### TASK REQUIREMENTS
Your copy should match the entries below exactly, apart from the images.
DATASET ENTRIES section start
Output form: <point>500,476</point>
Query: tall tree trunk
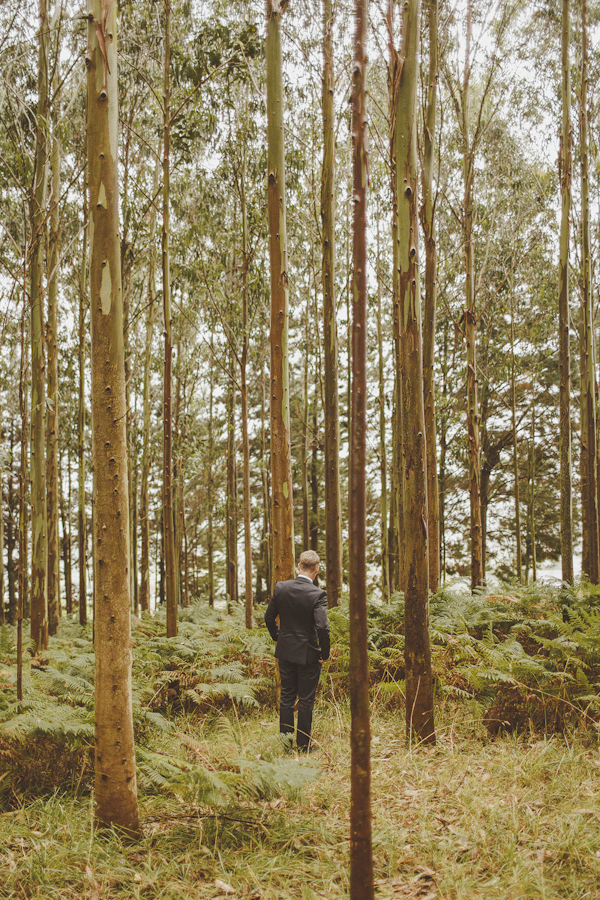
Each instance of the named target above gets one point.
<point>361,850</point>
<point>385,586</point>
<point>519,561</point>
<point>52,499</point>
<point>474,446</point>
<point>81,512</point>
<point>265,539</point>
<point>589,494</point>
<point>22,474</point>
<point>532,486</point>
<point>39,547</point>
<point>331,415</point>
<point>417,653</point>
<point>314,477</point>
<point>305,503</point>
<point>168,521</point>
<point>395,555</point>
<point>12,536</point>
<point>429,318</point>
<point>232,583</point>
<point>65,513</point>
<point>564,354</point>
<point>244,391</point>
<point>145,467</point>
<point>443,448</point>
<point>2,613</point>
<point>210,483</point>
<point>115,782</point>
<point>281,461</point>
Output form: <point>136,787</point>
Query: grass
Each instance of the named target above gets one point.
<point>474,817</point>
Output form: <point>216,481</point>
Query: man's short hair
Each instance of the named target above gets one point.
<point>309,559</point>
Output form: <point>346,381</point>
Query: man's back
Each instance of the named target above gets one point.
<point>302,610</point>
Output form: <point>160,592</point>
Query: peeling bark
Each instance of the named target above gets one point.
<point>361,850</point>
<point>281,462</point>
<point>115,782</point>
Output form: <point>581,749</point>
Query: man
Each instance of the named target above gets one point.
<point>302,645</point>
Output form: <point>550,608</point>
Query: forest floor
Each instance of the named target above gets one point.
<point>474,817</point>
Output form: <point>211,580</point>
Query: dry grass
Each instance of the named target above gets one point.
<point>498,819</point>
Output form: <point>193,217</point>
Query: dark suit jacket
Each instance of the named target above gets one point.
<point>303,633</point>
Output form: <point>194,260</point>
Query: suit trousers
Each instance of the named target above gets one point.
<point>299,681</point>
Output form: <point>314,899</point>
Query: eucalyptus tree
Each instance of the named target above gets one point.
<point>590,561</point>
<point>39,547</point>
<point>167,515</point>
<point>361,850</point>
<point>429,318</point>
<point>281,465</point>
<point>564,352</point>
<point>52,420</point>
<point>115,775</point>
<point>417,653</point>
<point>333,534</point>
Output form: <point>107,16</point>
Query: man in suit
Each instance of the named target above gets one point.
<point>302,645</point>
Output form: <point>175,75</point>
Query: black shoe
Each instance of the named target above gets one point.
<point>287,742</point>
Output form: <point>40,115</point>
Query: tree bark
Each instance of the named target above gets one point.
<point>474,447</point>
<point>210,544</point>
<point>385,585</point>
<point>519,560</point>
<point>168,520</point>
<point>145,467</point>
<point>589,494</point>
<point>361,850</point>
<point>417,653</point>
<point>232,580</point>
<point>395,544</point>
<point>331,416</point>
<point>532,490</point>
<point>429,319</point>
<point>281,462</point>
<point>305,503</point>
<point>22,520</point>
<point>81,512</point>
<point>115,781</point>
<point>39,547</point>
<point>244,392</point>
<point>2,613</point>
<point>52,496</point>
<point>564,354</point>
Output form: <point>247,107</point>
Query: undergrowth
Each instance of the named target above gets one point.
<point>227,813</point>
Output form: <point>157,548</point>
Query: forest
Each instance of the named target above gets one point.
<point>281,276</point>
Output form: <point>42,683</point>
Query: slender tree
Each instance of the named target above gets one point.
<point>429,318</point>
<point>589,494</point>
<point>281,462</point>
<point>81,511</point>
<point>39,547</point>
<point>333,514</point>
<point>145,467</point>
<point>417,653</point>
<point>168,519</point>
<point>385,578</point>
<point>244,394</point>
<point>2,569</point>
<point>115,781</point>
<point>361,850</point>
<point>470,318</point>
<point>52,493</point>
<point>564,354</point>
<point>519,559</point>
DATASET ENTRIES section end
### YOUR SOLUTION
Output form: <point>500,476</point>
Query: tall tree trunk
Each instance of the named target above gets one point.
<point>361,850</point>
<point>385,586</point>
<point>519,561</point>
<point>52,499</point>
<point>474,446</point>
<point>81,512</point>
<point>265,539</point>
<point>589,494</point>
<point>22,474</point>
<point>532,486</point>
<point>39,547</point>
<point>331,415</point>
<point>417,653</point>
<point>314,477</point>
<point>305,503</point>
<point>168,521</point>
<point>395,555</point>
<point>12,536</point>
<point>429,318</point>
<point>232,583</point>
<point>65,513</point>
<point>564,354</point>
<point>244,391</point>
<point>145,467</point>
<point>443,448</point>
<point>2,613</point>
<point>210,483</point>
<point>115,782</point>
<point>281,461</point>
Output form: <point>136,787</point>
Query: grass
Each instance of the named target above gets one point.
<point>474,817</point>
Output form: <point>216,481</point>
Query: man's short hair
Each instance of the named target above gets one point.
<point>309,559</point>
Output form: <point>346,381</point>
Query: man's back
Each instance of the named target above gets one point.
<point>302,610</point>
Output form: <point>160,592</point>
Query: peeling bark
Each instance of the named target above gets one point.
<point>361,850</point>
<point>281,462</point>
<point>115,782</point>
Output form: <point>581,749</point>
Query: man
Each instance of the named target above gets one point.
<point>302,645</point>
Output form: <point>550,608</point>
Query: forest floor
Each instance of the named target above gets one point.
<point>474,817</point>
Output form: <point>211,580</point>
Query: dry grass
Each instance of the named target above gets one point.
<point>498,819</point>
Output form: <point>193,217</point>
Query: dark suit jacket
Each instance of the named target above gets one point.
<point>303,633</point>
Output form: <point>194,260</point>
Query: suit trousers
Each instance of the named target above gets one point.
<point>299,681</point>
Output form: <point>314,899</point>
Query: eucalyptus tree
Each instance of the named target above gets one point.
<point>590,561</point>
<point>39,547</point>
<point>167,515</point>
<point>361,850</point>
<point>429,318</point>
<point>281,465</point>
<point>564,352</point>
<point>52,420</point>
<point>115,775</point>
<point>417,653</point>
<point>333,534</point>
Output form: <point>107,16</point>
Query: man in suit
Each instance of the named target above gets one point.
<point>302,645</point>
Output form: <point>175,75</point>
Query: black shoe
Each instance of the named target above gets one point.
<point>287,742</point>
Output form: <point>40,115</point>
Query: tree bark
Each instance of the named target above gets one point.
<point>474,447</point>
<point>210,544</point>
<point>385,585</point>
<point>519,560</point>
<point>168,520</point>
<point>145,467</point>
<point>589,494</point>
<point>361,850</point>
<point>417,653</point>
<point>232,580</point>
<point>395,544</point>
<point>331,416</point>
<point>532,490</point>
<point>429,319</point>
<point>281,462</point>
<point>305,503</point>
<point>22,520</point>
<point>81,512</point>
<point>115,781</point>
<point>39,547</point>
<point>244,392</point>
<point>2,613</point>
<point>52,496</point>
<point>564,354</point>
Output form: <point>247,107</point>
Query: undergrowth
Each instance of the named target above gets one point.
<point>227,813</point>
Output form: <point>157,548</point>
Query: forest
Each instance of the named target above gets one point.
<point>281,276</point>
Output form: <point>42,683</point>
Query: slender tree
Each instance of the named target above gets one point.
<point>429,318</point>
<point>589,494</point>
<point>281,462</point>
<point>81,511</point>
<point>39,547</point>
<point>333,514</point>
<point>145,467</point>
<point>417,653</point>
<point>168,519</point>
<point>385,578</point>
<point>244,394</point>
<point>2,569</point>
<point>115,781</point>
<point>361,850</point>
<point>470,318</point>
<point>52,493</point>
<point>564,354</point>
<point>519,559</point>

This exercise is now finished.